El siglo XX terminó con un impresionante desarrollo y despliegue de las fuerzas productivas: las tecnologías de la información que permitieron la difusión instantánea del acontecer mundial; los grandes desarrollos tecnológicos que alcanzaron una mayor automatización del proceso productivo; los avances y la precisión de los medios de transporte y de la comunicación que permitieron el funcionamiento del sistema just in time bajo el cual funcionaban de manera sorprendente –hasta hace poco– las cadenas de valor; y no se diga de los espectaculares inventos de productos para el consumo de masas. Así, las mejoras mencionadas redundaron en un incremento sustancial de la productividad y la riqueza mundiales.
Todos estos grandes avances constituyeron la base material sobre la cual se instauró el proceso globalizante de la economía mundial. Con buenas intenciones, pudiera pensarse que la consecuencia de tales avances en las fuerzas productivas sería la mejora de las condiciones de vida de los trabajadores en todos los sentidos. De hecho, con este incentivo se vendió la idea de la globalización, pues con ella, habría transferencia tecnológica y de capital hacia los países pobres, lo que, a su vez, iba a permitir el aumento de la productividad y la convergencia del nivel de vida de su población con el nivel de los países ricos. Dentro de las fronteras nacionales ocurriría también un goteo de la riqueza de los ricos hacia los pobres, pero para ello habría que dejar que los ricos aumentaran su riqueza sin ninguna traba. ¿Ha sucedido así?

::::::::

TAREAS OBLIGATORIAS:
1. Imprime del texto sobre la globalización el fragmento que abre con las palabras que contienen "El siglo XX" y cierra con "la riqueza mundiales.".
2. ¿Qué avances de las fuerzas productivas con los que terminó el siglo XX enumera el texto sobre la globalización? Enuméralos todos.

::::::::

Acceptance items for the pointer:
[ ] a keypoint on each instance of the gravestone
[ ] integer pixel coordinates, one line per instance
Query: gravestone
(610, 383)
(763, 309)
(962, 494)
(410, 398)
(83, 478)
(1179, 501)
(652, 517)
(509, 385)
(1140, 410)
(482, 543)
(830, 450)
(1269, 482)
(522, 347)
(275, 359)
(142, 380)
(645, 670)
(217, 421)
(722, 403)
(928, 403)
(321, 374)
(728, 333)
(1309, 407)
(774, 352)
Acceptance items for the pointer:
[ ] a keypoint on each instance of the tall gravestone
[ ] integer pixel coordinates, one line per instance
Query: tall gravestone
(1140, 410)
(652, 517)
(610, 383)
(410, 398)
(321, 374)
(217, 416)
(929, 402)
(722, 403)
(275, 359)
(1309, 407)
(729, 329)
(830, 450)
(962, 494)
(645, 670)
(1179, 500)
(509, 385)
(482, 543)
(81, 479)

::::::::

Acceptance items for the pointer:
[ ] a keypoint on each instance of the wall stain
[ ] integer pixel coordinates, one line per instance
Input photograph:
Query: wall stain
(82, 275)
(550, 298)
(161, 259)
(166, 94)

::::::::

RESPUESTAS DE LA ACTIVIDAD:
1.
El siglo XX terminó con un impresionante desarrollo y despliegue de las fuerzas productivas: las tecnologías de la información que permitieron la difusión instantánea del acontecer mundial; los grandes desarrollos tecnológicos que alcanzaron una mayor automatización del proceso productivo; los avances y la precisión de los medios de transporte y de la comunicación que permitieron el funcionamiento del sistema just in time bajo el cual funcionaban de manera sorprendente –hasta hace poco– las cadenas de valor; y no se diga de los espectaculares inventos de productos para el consumo de masas. Así, las mejoras mencionadas redundaron en un incremento sustancial de la productividad y la riqueza mundiales.

2.
- Las tecnologías de la información que permitieron la difusión instantánea del acontecer mundial
- Los grandes desarrollos tecnológicos que alcanzaron una mayor automatización del proceso productivo
- Los avances y la precisión de los medios de transporte y de la comunicación
- Los espectaculares inventos de productos para el consumo de masas